--- Zu erledigen ---
Schreibe den Text über Saudi-Arabien und den IS zwischen „Die Serie von“ und „Mark treffen muss?“ einschließlich neu und setze dabei „Königreich“ anstelle von „Wüstenreich“ ein.

Dienstag, 5. Juli 2016

Saudi-Arabien – das zentrale Ziel des IS

Gestützt auf die wahhabitische Doktrin will die Terrormiliz die Kontrolle über die Heiligsten Stätten des Islams an sich reißen und den Mittleren Osten neu ordnen
 
Die Serie von blutigen Anschlägen zum Ende des Fastenmonats Ramadan in Saudi-Arabien wirft ein Schlaglicht auf das verwirrend ambivalente Verhältnis zwischen dem Wüstenreich und der Terrormiliz des „Islamischen Staates“ (IS), die sich zu den Gewalttaten bekannte. Verbindet den  IS nicht das Bekenntnis zur selben radikalen wahhabitischen Doktrin, die Saudi-Arabien zu seiner Staatsreligion erhoben hatte? Verdankt die Terrormiliz nicht ihre Siegeszüge im Irak und in Syrien und darüber hinaus der eifrigen materiellen Unterstützung aus dem Ölreich, ja gehen nicht schon ihre Ursprünge auf großzügige Hilfe der Saudis zurück, sind sie nicht in Wahrheit die „Paten“ des IS?  Warum dann setzten die radikalen Islamisten mit ihren Terroranschlägen insbesondere in Medina, der zweitheiligsten Stätte des Islam, ein Signal, das das Königshaus tief ins Mark treffen muss?

--- Auszüge aus dem Segmentierungsdatensatz ---
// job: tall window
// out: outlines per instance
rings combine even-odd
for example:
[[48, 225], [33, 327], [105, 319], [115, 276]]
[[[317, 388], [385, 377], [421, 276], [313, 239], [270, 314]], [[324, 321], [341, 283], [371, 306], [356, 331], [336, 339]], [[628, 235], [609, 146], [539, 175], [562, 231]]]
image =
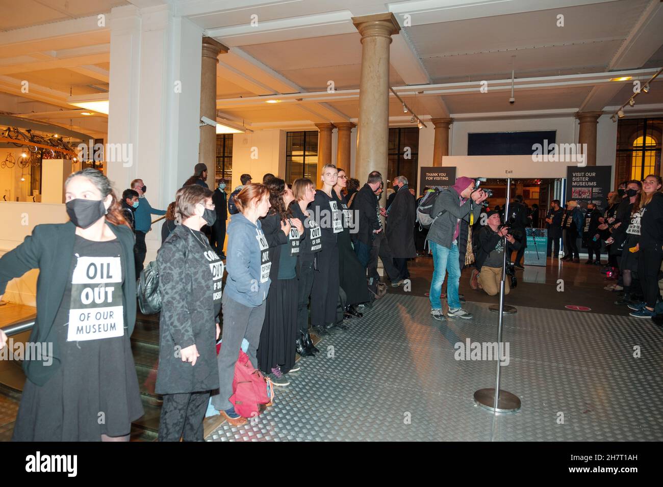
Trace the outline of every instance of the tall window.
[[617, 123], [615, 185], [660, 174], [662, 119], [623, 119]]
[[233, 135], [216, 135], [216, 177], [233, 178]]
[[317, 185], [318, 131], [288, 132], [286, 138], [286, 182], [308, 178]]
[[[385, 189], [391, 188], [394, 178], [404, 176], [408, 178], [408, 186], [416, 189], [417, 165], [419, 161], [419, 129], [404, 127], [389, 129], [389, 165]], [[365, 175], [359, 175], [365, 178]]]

--- Lösung ---
Die Serie von blutigen Anschlägen zum Ende des Fastenmonats Ramadan in Saudi-Arabien wirft ein Schlaglicht auf das verwirrend ambivalente Verhältnis zwischen dem Königreich und der Terrormiliz des „Islamischen Staates“ (IS), die sich zu den Gewalttaten bekannte. Verbindet den  IS nicht das Bekenntnis zur selben radikalen wahhabitischen Doktrin, die Saudi-Arabien zu seiner Staatsreligion erhoben hatte? Verdankt die Terrormiliz nicht ihre Siegeszüge im Irak und in Syrien und darüber hinaus der eifrigen materiellen Unterstützung aus dem Ölreich, ja gehen nicht schon ihre Ursprünge auf großzügige Hilfe der Saudis zurück, sind sie nicht in Wahrheit die „Paten“ des IS?  Warum dann setzten die radikalen Islamisten mit ihren Terroranschlägen insbesondere in Medina, der zweitheiligsten Stätte des Islam, ein Signal, das das Königshaus tief ins Mark treffen muss?